[Begin]

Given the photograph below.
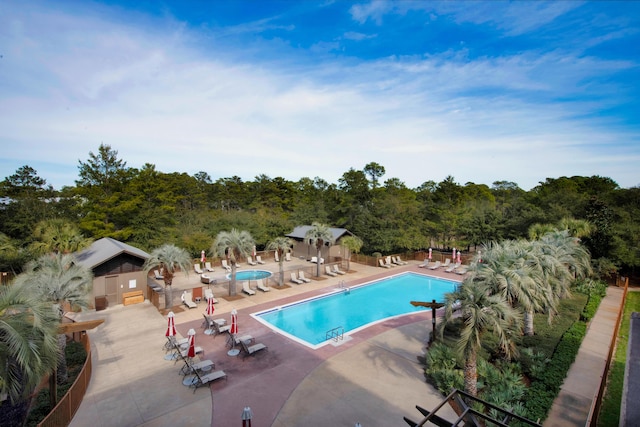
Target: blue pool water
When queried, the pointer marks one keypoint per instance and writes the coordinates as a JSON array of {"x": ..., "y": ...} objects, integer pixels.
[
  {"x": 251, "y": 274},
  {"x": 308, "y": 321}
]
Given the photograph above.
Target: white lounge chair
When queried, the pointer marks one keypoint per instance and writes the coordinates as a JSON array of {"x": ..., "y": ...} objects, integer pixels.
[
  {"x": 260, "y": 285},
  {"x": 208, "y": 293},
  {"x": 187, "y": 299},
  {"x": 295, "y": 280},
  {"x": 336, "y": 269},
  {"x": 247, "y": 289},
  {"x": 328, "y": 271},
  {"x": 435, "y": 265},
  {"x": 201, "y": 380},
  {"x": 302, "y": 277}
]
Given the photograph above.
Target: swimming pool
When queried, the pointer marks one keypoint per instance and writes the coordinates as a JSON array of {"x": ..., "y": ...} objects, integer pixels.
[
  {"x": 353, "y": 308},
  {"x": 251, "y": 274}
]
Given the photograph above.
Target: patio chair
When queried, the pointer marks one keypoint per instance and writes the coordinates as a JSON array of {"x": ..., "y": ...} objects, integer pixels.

[End]

■ Exercise brief ■
Return every item above word for word, but leave the pictures out.

■ Completed task ■
Given the photograph below.
Target: blue pool water
When queried, the pointer marks one keypoint per instance and writes the coordinates as a JSON array of {"x": ..., "y": ...} objects, integer pixels.
[
  {"x": 251, "y": 274},
  {"x": 308, "y": 321}
]
Given the photograph above.
Target: white lounge chair
When queried, the pointer marks one keypoint per instance and writes the coordinates as a JSON array of {"x": ..., "y": ...} objects, integer pixels.
[
  {"x": 260, "y": 285},
  {"x": 208, "y": 293},
  {"x": 187, "y": 299},
  {"x": 295, "y": 280},
  {"x": 336, "y": 269},
  {"x": 247, "y": 289},
  {"x": 328, "y": 271},
  {"x": 435, "y": 265},
  {"x": 201, "y": 380},
  {"x": 302, "y": 277}
]
Given the photograph above.
Target: swimming pool
When queried, the pointer marks one keypoint per instance and writes the coordinates as a JSON array of {"x": ..., "y": ...} objects, integer pixels.
[
  {"x": 353, "y": 308},
  {"x": 251, "y": 274}
]
Given the photograph above.
Target: patio chair
When queried, the pointer marks one keypoint per instance and writes the coordinates as a JSON array of {"x": ..., "y": ...} objects, integer pixels.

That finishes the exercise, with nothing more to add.